▶ [Activity]:
Only lines containing "green" are wanted from the data below. Copy those lines.

######

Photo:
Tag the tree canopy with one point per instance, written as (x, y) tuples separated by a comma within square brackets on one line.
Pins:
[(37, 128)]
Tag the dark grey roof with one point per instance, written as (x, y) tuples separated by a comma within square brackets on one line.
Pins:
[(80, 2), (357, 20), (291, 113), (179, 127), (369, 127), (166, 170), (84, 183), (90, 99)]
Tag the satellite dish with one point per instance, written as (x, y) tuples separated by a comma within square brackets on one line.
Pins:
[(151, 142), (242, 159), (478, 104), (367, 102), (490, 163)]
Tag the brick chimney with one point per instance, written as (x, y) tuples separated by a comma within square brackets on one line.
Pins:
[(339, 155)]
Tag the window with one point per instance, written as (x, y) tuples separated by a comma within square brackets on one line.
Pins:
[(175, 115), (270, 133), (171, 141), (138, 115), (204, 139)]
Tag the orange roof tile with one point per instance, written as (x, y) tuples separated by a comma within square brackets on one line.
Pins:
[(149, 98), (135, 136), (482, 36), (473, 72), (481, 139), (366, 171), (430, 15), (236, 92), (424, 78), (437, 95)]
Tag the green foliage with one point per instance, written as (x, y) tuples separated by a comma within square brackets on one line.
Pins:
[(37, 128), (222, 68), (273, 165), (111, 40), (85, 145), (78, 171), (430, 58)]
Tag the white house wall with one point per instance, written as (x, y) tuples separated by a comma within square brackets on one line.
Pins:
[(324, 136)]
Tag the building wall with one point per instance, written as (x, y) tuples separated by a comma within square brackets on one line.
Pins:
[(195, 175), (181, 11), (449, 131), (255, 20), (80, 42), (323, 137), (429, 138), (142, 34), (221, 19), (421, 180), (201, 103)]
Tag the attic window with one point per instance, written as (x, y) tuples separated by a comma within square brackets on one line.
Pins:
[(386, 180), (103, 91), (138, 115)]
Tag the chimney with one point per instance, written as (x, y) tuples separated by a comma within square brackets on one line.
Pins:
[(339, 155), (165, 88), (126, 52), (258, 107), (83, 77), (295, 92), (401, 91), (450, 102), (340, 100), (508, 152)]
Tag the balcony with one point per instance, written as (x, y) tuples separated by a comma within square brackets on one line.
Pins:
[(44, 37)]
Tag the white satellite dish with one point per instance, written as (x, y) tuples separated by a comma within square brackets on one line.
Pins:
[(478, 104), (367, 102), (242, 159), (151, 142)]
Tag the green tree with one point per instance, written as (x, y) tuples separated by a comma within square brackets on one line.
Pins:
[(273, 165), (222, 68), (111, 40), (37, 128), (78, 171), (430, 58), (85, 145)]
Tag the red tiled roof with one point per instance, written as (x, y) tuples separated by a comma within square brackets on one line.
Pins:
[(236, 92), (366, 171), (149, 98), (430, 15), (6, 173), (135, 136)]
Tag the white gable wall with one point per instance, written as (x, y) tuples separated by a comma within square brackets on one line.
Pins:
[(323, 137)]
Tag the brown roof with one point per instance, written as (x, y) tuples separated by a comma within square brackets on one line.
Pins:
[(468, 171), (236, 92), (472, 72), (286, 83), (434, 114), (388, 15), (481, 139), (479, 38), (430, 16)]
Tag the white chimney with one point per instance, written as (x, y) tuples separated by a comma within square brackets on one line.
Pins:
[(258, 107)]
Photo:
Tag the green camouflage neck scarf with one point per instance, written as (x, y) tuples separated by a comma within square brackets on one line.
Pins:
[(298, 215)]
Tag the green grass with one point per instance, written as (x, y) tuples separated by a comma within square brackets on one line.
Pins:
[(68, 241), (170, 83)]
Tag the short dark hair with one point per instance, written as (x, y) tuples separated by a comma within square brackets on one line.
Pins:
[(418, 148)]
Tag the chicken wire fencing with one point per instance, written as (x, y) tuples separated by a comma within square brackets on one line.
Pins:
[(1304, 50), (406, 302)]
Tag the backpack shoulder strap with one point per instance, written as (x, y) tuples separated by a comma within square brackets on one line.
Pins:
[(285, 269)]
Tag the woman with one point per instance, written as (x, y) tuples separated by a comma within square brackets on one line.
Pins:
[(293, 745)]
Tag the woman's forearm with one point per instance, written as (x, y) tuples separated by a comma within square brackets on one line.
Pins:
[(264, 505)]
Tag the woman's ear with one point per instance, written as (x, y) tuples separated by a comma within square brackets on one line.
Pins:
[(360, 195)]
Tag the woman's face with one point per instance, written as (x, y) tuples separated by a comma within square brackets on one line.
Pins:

######

▶ [Result]:
Tag the green foliage with one point per instance, written as (x, y) tuples separated by a comma within square brackets on one line.
Tag the green tree with one point per instance, written as (x, y) tuples separated by a comma within square brackets on one line.
Tag the green camouflage neck scarf with one point per instance, written as (x, y) tuples separated by a comma within square brackets on one line.
Tag the green grass with one point per instance, written as (x, y) tuples separated by a comma within square brackets on one line.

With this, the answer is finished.